*** Passage for review Section Begins ***

Dependency graph (rough)

1 (scaffold)
  ├─→ 2 (mcp + skill)
  ├─→ 3 (state model)
  └─→ 4 (docker runner)
        │
   ┌────┴────┬─────────┐
   │         │         │
   v         v         v
   5 (planner)   6 (gen_functional)
        │         │
        └────┬────┘
             v
             7 (evaluator) ── requires 4 + 6
             │
             v
             8 (triager + git)
             │
             v
       ┌──── 9 (portal backend)
       │     │
       │     v
       │     10 (portal frontend)
       │     │
       └─────┴───→ 11 (e2e smoke)
                       │
                       v
                       12 (docs)

Tasks 2, 3, 4 can be executed in parallel after 1. Tasks 5 and 6 can be parallel after 3+4. Everything else is serial.

Stop conditions

If any sub-task fails 3 attempts, mark the parent [!] with Blocked: <reason> and surface to the user instead of looping further.
If the design plan’s spec schema assumptions break (e.g., AIFactory ships a backward-incompatible spec format change), stop and refer back to the design plan’s risk register entry “AIFactory spec schema changes break TFactory” — re-snapshot from the snapshotted contract is the right escape.

*** Passage for review Section Ends ***
*** Information given Section Begins ***

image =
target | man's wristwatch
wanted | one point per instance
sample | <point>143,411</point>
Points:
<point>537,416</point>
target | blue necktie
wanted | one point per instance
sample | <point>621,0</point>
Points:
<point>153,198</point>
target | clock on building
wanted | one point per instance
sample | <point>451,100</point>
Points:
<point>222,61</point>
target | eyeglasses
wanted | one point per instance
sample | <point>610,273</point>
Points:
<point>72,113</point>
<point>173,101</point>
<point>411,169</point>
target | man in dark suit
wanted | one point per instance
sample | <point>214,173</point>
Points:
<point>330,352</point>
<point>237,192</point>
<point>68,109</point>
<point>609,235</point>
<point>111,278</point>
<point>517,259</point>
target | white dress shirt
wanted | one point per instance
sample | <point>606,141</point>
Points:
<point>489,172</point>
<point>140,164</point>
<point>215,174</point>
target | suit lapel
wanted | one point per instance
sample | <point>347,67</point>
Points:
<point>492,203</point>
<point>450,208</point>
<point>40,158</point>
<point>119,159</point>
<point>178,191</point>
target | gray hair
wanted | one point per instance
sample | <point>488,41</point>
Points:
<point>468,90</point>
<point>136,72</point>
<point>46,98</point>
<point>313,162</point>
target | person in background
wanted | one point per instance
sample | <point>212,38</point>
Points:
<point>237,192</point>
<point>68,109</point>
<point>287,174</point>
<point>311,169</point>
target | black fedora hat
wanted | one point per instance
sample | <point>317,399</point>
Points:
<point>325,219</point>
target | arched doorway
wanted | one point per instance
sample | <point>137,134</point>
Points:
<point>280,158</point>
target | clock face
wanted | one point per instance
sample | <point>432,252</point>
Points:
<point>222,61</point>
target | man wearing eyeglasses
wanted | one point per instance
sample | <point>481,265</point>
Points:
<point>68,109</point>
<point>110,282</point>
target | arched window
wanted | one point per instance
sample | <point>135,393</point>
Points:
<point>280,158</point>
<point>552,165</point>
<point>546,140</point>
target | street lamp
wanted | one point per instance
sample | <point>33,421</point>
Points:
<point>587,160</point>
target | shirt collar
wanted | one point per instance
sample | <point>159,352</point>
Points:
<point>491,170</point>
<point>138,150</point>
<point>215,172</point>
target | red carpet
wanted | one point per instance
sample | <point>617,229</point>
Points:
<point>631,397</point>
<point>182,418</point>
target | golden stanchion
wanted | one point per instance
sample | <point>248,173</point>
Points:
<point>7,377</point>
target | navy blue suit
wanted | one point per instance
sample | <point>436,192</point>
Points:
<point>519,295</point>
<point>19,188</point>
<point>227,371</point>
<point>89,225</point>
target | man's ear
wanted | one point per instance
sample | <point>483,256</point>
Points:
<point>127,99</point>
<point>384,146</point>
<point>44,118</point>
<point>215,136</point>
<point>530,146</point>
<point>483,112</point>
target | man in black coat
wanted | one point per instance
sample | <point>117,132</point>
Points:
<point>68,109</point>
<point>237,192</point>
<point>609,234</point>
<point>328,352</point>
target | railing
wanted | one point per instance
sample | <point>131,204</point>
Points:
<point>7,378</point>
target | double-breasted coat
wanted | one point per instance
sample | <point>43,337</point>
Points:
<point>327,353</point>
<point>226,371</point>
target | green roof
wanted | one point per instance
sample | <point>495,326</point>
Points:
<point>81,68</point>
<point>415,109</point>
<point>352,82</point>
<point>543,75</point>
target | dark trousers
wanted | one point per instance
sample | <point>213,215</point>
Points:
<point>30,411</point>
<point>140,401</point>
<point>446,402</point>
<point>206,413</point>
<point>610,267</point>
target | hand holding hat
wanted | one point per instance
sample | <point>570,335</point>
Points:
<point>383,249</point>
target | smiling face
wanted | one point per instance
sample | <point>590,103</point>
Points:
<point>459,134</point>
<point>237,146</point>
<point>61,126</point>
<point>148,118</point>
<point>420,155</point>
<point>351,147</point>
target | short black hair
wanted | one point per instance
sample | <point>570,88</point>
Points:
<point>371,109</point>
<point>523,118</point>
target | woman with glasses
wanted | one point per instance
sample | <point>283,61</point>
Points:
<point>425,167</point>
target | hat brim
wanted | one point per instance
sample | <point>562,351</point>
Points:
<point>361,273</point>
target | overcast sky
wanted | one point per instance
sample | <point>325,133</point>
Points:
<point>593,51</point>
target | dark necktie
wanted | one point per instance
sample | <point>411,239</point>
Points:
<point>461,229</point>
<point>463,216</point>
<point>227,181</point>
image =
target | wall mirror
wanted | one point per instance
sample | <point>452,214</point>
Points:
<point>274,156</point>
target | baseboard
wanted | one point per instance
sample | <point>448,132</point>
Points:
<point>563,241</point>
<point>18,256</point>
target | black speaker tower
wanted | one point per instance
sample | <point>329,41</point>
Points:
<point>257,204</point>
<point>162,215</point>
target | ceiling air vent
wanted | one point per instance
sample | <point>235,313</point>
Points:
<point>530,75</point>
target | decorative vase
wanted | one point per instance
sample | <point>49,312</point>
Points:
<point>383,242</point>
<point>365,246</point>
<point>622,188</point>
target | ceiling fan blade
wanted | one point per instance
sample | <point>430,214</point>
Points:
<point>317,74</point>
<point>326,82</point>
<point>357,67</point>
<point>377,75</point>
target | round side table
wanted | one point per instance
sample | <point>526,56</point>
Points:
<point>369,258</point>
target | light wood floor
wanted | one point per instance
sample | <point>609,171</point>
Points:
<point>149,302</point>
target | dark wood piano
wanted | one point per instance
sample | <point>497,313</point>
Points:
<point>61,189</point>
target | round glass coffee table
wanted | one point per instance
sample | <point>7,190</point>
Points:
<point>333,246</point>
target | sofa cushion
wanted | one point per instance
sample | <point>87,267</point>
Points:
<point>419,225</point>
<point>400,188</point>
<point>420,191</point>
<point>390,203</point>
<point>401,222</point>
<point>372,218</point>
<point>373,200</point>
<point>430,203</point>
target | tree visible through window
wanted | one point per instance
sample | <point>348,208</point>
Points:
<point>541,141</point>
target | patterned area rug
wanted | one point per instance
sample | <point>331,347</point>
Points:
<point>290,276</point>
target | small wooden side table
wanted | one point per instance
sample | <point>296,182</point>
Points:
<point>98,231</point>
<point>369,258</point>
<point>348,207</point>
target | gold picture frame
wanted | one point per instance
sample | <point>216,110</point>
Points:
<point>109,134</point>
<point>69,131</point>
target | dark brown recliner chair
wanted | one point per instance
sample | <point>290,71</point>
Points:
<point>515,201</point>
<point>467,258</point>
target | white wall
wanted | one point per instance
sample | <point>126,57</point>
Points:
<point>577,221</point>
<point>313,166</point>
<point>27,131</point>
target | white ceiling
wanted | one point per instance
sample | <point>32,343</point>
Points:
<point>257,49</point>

*** Information given Section Ends ***

[Using the information]:
#1 In the task plan, which tasks can be executed in parallel after task 1?
#2 Continue the task plan, starting after its final sentence.

[Per-task outputs]:
#1 Tasks 2, 3, and 4 can be executed in parallel after task 1.

#2
Out of scope at MVP (since delivered)

This was the deferred list for v0.1.0-mvp. Most of it has since shipped — it is kept here only to record what the walking skeleton deliberately left out.

Mutation lane and the additional lanes — delivered (unit / browser / api / integration / mutation all active).
TypeScript and other-language runners — delivered (polyglot Planner + per-framework runner images).
Cross-task findings triage view — addressed via the catalog-aware Triager (update-in-place / create-new / skip).
Stronger per-task isolation — delivered via per-task Nix toolchains in ephemeral Kubernetes Jobs (RFC-0005 Tier A).
factory-core shared-library extraction — see the wider Factory program.